**Written task 1**
In the Boost hash post, what does Daniel James say is best to do if you want to combine hash values in a different manner?
**Written task 2**
Rewrite the Boost hash post starting at "Date: 2005-03-11 07:56:25" and ending at "one on disk).", with "double hashing" changed to "multiple hashing".
**Written task 3**
Write what comes next in the Boost hash post, picking up after its last line.

Boost logo

Boost :

From: Daniel James (daniel_at_[hidden])
Date: 2005-03-11 07:56:25


Tobias Schwinger wrote:
> I am missing a way to parametrize how hash values are combined.
> This is especially desirable because the skeleton could then be
> exploited to implement double hashing for compound data (a comon
> technique to avoid collisions by varying the hash function) and can be
> useful in other situations (e.g. a small hash table in memory vs. a
> large one on disk).

I think if you want to combine hash values in a different manner, it's
best just write your own version of hash_combine. It could save a little
code if we supplied a version of hash_range that works for different
combining functions, but I don't think it'll be that useful (and would
require that your hash_combine function had the same signature as ours,
you might want to do it differently).

> - What is your evaluation of the documentation?
>
> Good. Easily understandable.

**Data extract**
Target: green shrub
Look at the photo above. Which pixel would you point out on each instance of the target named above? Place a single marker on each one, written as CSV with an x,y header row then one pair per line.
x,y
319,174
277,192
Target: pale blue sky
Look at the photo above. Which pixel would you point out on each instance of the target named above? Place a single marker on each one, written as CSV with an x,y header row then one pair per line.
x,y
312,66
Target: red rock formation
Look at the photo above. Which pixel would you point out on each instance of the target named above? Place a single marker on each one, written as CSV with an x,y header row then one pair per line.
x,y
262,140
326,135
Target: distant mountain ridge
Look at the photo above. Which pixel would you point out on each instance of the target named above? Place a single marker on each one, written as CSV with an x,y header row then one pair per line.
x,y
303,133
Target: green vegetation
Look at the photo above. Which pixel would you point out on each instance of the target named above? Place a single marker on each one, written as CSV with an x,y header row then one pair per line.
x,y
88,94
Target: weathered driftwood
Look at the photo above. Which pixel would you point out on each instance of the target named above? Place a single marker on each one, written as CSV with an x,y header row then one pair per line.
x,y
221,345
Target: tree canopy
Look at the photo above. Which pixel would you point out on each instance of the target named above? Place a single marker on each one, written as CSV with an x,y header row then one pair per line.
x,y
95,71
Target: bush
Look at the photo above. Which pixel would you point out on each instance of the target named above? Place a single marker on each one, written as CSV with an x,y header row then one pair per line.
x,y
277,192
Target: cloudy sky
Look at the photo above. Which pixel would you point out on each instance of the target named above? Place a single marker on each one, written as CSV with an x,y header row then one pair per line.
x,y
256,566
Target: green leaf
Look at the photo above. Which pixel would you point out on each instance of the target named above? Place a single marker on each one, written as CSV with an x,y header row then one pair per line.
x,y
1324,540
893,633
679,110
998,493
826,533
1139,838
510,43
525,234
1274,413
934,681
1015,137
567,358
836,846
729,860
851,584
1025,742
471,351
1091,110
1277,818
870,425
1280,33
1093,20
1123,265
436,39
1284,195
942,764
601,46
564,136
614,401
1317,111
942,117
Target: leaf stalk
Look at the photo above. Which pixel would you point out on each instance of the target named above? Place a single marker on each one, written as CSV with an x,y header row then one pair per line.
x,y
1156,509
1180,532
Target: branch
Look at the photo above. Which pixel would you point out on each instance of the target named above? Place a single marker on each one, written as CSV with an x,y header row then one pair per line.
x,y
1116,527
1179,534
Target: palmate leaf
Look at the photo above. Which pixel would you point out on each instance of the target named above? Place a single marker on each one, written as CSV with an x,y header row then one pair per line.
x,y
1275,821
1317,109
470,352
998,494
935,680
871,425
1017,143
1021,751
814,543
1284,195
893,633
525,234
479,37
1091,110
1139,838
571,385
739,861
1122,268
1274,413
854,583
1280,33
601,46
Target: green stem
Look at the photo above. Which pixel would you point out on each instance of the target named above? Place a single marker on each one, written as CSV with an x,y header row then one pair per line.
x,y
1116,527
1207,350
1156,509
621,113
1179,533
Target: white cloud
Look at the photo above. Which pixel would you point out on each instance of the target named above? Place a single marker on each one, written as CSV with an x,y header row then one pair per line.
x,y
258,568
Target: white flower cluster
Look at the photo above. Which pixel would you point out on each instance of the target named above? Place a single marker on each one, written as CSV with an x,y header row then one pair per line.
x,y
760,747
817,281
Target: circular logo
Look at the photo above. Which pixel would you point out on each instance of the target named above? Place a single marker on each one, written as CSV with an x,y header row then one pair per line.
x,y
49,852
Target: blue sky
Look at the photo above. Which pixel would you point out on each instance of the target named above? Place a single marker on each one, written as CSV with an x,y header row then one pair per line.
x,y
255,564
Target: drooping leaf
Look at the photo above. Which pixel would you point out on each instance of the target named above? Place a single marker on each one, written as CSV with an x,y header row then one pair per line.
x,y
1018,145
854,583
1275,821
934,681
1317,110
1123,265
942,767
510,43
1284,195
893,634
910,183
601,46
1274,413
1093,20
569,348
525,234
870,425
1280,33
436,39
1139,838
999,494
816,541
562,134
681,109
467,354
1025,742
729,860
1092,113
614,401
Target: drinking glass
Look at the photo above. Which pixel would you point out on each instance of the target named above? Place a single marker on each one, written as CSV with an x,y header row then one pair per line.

**Task response 1**
Write your own version of hash_combine.

**Task response 2**
Date: 2005-03-11 07:56:25


Tobias Schwinger wrote:
> I am missing a way to parametrize how hash values are combined.
> This is especially desirable because the skeleton could then be
> exploited to implement multiple hashing for compound data (a comon
> technique to avoid collisions by varying the hash function) and can be
> useful in other situations (e.g. a small hash table in memory vs. a
> large one on disk).

**Task response 3**
>
> Nitpicking: a hash table is not required to store its elements
> in buckets in general - this is a property of the most common way to
> implement hash tables.

Good point. I've been spending too much time looking at the draft
standard for hash based containers (which require buckets).

> - What is your evaluation of the implementation?
>
> Here are my notes from reading the source:
>
> The implementation of hash_combine does not need conditional jumps as a
> probably slightly slower variant, which I've seen quite often does. I
> know this variant works empirically well in practice, so will this one,
> I figure.
>
> However, I believe that hashing speed is generally overrated and that
> there are numerous situations where it's worth to trade some of it for
> fewer collisions (as memory access generally gives more room for
> performance optimization than CPU instructions do).

I do need to spend more time looking into alternative hashing algorithms
for a future version.

> One idea that immediately came to my mind was some "syntactic sugar" to
> ease hashing of class members:
>
> std::size_t hash_value(point const& p)
> {
> return (boost::hash_value = p.x, p.y, p.z);
> }
>
> Note: It's just a spontanous idea I am not convinced of myself...

A hash function for boost::tuple would be a good way to do this,
although something along those lines might be more efficient.

> The for loop in hash_float_value is a nice one to be unrolled via
> metaprogramming.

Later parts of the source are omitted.